→ **Page extract**
◇ ◇ ◇ ◇ ◇

Drift shell tracing code
Chris Paranicas and Andrew Cheng
JHU/Applied Physics Laboratory, 8/96
For Galileo ephemeris, we appreciate the help of Nat Bachman,
Robin Gary, Tom Garrard, and Neil Murphy.

I.  Output.
Output file contains time, position of Galileo (r, lat, east long),
L shell calculated, K used to calculate L, B of s/c calculated with 
model field, and B min on field line calculated with model field.
We scale lengths to 1 RJ = 71492 km.

II.  Calculated Parameters.
1)  The L value of the s/c in the particular field model for 
charged particles with constant K.

L is calculated following the method outlined in JGR, 99, 19433, 1994
by Paranicas and Cheng, where, 
 
L=2*pi*DM/abs(phi).

For any field model, this formula requires a scaling, DM, which
we take to be a nominal dipole moment.  Phi is the third adiabatic 
invariant equal to the magnetic flux enclosed by the particle drift shell.

We do not include a current sheet at the moment.

2)  The value of the second adiabatic invariant, K,
in the units sqrt(G)-RJ.  This is the K that was used to trace
the drift shell and is assumed to be constant on the drift shell.

◇ ◇ ◇ ◇ ◇

→ **Extracted records**
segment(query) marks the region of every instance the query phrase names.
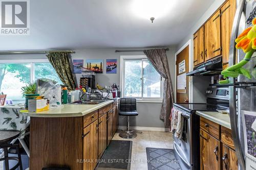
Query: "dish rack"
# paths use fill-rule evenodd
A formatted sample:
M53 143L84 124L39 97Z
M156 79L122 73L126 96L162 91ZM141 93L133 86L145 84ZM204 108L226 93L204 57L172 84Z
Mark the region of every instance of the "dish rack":
M90 93L90 99L102 99L102 96L99 93Z

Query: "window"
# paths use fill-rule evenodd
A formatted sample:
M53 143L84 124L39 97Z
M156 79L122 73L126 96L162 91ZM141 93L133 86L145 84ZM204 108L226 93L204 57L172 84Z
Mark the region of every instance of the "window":
M122 96L161 101L161 76L146 57L125 56L121 58Z
M20 88L28 83L44 78L62 83L47 60L0 62L0 91L7 94L7 100L11 100L13 104L24 102Z

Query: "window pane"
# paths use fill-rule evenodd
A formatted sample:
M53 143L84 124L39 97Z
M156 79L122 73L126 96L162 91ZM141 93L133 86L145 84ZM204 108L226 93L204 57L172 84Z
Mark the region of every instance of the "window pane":
M13 104L24 103L20 88L30 82L30 63L0 64L0 90Z
M59 84L63 84L50 63L35 63L35 79L47 78L54 80Z
M124 62L124 96L141 97L141 60Z
M161 98L161 76L148 60L143 60L143 98Z

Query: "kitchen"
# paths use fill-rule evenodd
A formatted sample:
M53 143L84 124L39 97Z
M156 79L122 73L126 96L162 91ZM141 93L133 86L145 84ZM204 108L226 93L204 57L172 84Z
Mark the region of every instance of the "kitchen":
M57 22L51 20L57 14L50 7L49 13L37 14L41 23L37 22L32 14L41 11L39 7L47 3L30 2L30 34L1 35L5 42L1 41L0 68L4 71L0 75L0 89L7 95L5 105L1 107L0 129L1 133L6 133L3 130L13 129L15 119L23 122L26 118L23 116L28 116L26 126L22 125L25 136L17 124L14 129L20 133L18 136L22 135L8 141L13 142L9 156L18 157L22 169L255 169L255 57L252 54L250 60L243 60L250 48L244 49L242 45L237 47L245 51L239 50L238 57L230 58L236 56L230 53L236 49L234 40L245 28L253 26L254 1L163 1L163 9L154 1L146 4L142 2L125 4L114 1L101 6L99 2L77 1L73 7L65 2L63 9L83 11L88 16L84 19L91 23L78 23L79 19L83 18L74 12L65 15L73 18L73 25L63 18L58 18ZM115 10L111 11L111 4L117 6ZM151 4L161 9L158 12L162 17L157 17L157 10L151 10L155 13L149 10L146 19L137 18L136 15L146 13L139 7L149 8ZM56 2L51 5L58 4ZM123 12L130 17L114 14L121 12L119 5L126 7ZM87 11L82 8L85 6ZM177 15L183 15L178 21L171 17L170 12L164 12L164 9L181 7L186 15L175 10ZM92 15L96 9L98 13ZM57 11L63 13L60 9ZM104 15L108 17L107 21L102 17ZM89 16L93 19L88 19ZM94 21L99 18L101 23ZM42 25L49 19L51 28ZM141 27L135 27L135 23ZM176 28L170 26L173 23ZM69 32L76 24L79 25L76 33ZM184 25L187 27L184 28ZM112 26L112 30L103 26ZM162 26L169 27L166 30ZM58 31L53 29L60 26ZM123 30L117 29L118 27ZM84 33L82 29L89 32ZM169 38L166 38L167 35ZM229 43L230 40L233 43ZM19 43L14 45L16 41ZM65 62L69 61L69 67L59 67L59 63L64 60L56 59L59 57L68 58ZM160 57L163 62L155 60ZM232 69L232 65L243 61L246 62ZM50 83L51 86L39 93L45 99L50 99L50 108L32 111L29 104L35 106L32 101L44 100L36 96L35 100L28 100L26 105L30 110L24 111L22 87L36 82L34 87L38 92L41 86L36 80L41 79L44 84L42 78L58 82L55 85ZM60 84L65 85L60 88ZM84 86L82 90L80 85ZM58 90L51 91L55 88ZM78 90L85 94L83 99L77 98ZM45 91L50 92L42 95ZM94 98L98 94L99 98ZM129 113L122 110L126 107L123 102L127 101L129 108L134 108ZM5 113L2 108L8 111ZM20 111L13 112L14 108ZM16 117L7 123L9 109ZM178 120L179 117L182 120ZM181 123L179 127L182 128L175 127L180 125L177 123ZM248 124L249 130L244 129ZM252 137L246 138L246 131ZM22 153L20 161L13 149L17 144ZM2 153L1 158L6 157L6 153ZM110 159L111 162L105 161ZM90 160L94 161L88 162ZM159 160L163 161L159 163ZM10 169L16 162L9 161ZM6 163L0 162L3 162L0 169L5 169ZM20 169L17 168L19 165L14 169Z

◇ ◇ ◇ ◇ ◇

→ **Task instructions**
(a) In the drift shell tracing notes, what length is 1 RJ scaled to?
(b) Copy out the passage of the drift shell tracing notes from "Output file contains" to "RJ = 71492 km.".

→ **Worked answers**
(a) 71492 km

(b)
Output file contains time, position of Galileo (r, lat, east long),
L shell calculated, K used to calculate L, B of s/c calculated with 
model field, and B min on field line calculated with model field.
We scale lengths to 1 RJ = 71492 km.